__Consigne écrite__: Relevez tous les pourcentages mentionnés dans l'extrait sur le congé de paternité, et indiquez pour chacun ce qu'il mesure.

__Extrait du document__:
..........

Une charge mentale… et financière aussi pour les mères. Selon l’INSEE, les femmes perdent environ 25% de leur salaire après l’arrivée d’un premier enfant : “Prendre un congé parental en tant qu’homme, ça a un impact significatif sur la carrière de ma femme. Ça a été prouvé par plusieurs économistes, dont Esther Duflo, que la parentalité est la première source d’inégalité entre les femmes et les hommes”, enclenche le daron.

Il subsiste encore un vrai décalage sur la vision de la paternité et de la maternité. “Moi je l’ai constaté avec ma femme. Elle a bossé dans des boites hyper progressistes, bienveillantes, mais moi quand j’ai eu mon enfant, j’ai vu mon salaire augmenter de manière assez significative. J’ai été perçu comme quelqu’un de plus structuré, de moins fou-fou et donc plus rassurant pour l’entreprise. De l’autre côté, ma femme a été perçue, de manière cliché, comme une mère nourricière qui va se concentrer sur la famille et être moins engagée sur l’entreprise. Et c’est faux !”

Qui peut se permettre de partir 3 mois ?

Bien évidemment se pose un moment la question de l’argent, du pognon, de la moula… N’est-ce pas truc un juste de nantis parisiens entrepreneurs ? Sur le papier oui, dans la réalité non. Plus la rémunération est haute et moins ce congé est pris. C’est le constat fait par l’étude de The Conversation.

Une des explications possibles est la prise en charge du salaire par l’Etat. Pour l’année 2023, il est plafonné à 3 666 euros. Une perte de pouvoir d’achat qui freinerait la prise de ce congé.

Vincent est privilégié, il le sait. Son congé de 3 mois est intégralement pris en charge par son employeur Future4Care, qui a d’ailleurs octroyé ces deux mois en sus à toutes et tous. Pourtant aujourd’hui, 16 % des pères ne prennent pas leur congé de paternité “par crainte d’une perte de revenu”.

Pourquoi les papas ne prennent-ils pas leur congé pat ?

Derrière tout ça, il existe également un manque flagrant de savoir. Si depuis 2021, les papas peuvent s’absenter 28 jours (contre 14 avant), plus 1 sur 3 (34,5%, ndlr) ne semble pas avoir pris connaissance de ce droit (devoir ?).

“Est-ce que je suis une anomalie ?”, s’interroge Vincent. “En réalité, les boites n’informent pas, il n’y a pas de politique de parentalité dans les entreprises”, dit-il avant de prophétiser : “Je pense qu’il va se passer la même chose sur la parentalité et l’environnement : il y a 10 ans quand on parlait d’environnement à une entreprise, on entendait : “c’est pas à moi de gérer ça, c’est pas mon sujet”. Aujourd’hui, elles sont toutes à la recherche de solutions pour mesurer leur empreinte carbone et avoir un impact positif. Sur la parentalité, c’est la même chose. Par l’exemple et par la contrainte, les choses vont changer assez rapidement”.

Tout bénef pour l’entreprise ou pas ?

..........

__Bloc de données__:
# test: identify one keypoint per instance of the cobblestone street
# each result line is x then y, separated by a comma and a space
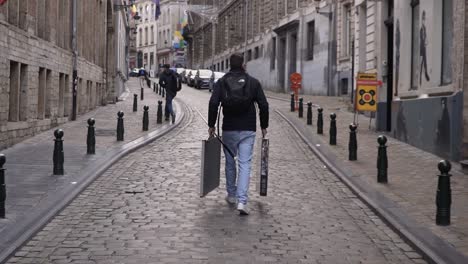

..........

__Réponse complète__:
- 25 % : la part de leur salaire que les femmes perdent environ après l'arrivée d'un premier enfant, selon l'INSEE.
- 16 % : la part des pères qui ne prennent pas leur congé de paternité par crainte d'une perte de revenu.
- 34,5 % : la part des papas qui ne semblent pas avoir pris connaissance de leur droit de s'absenter 28 jours.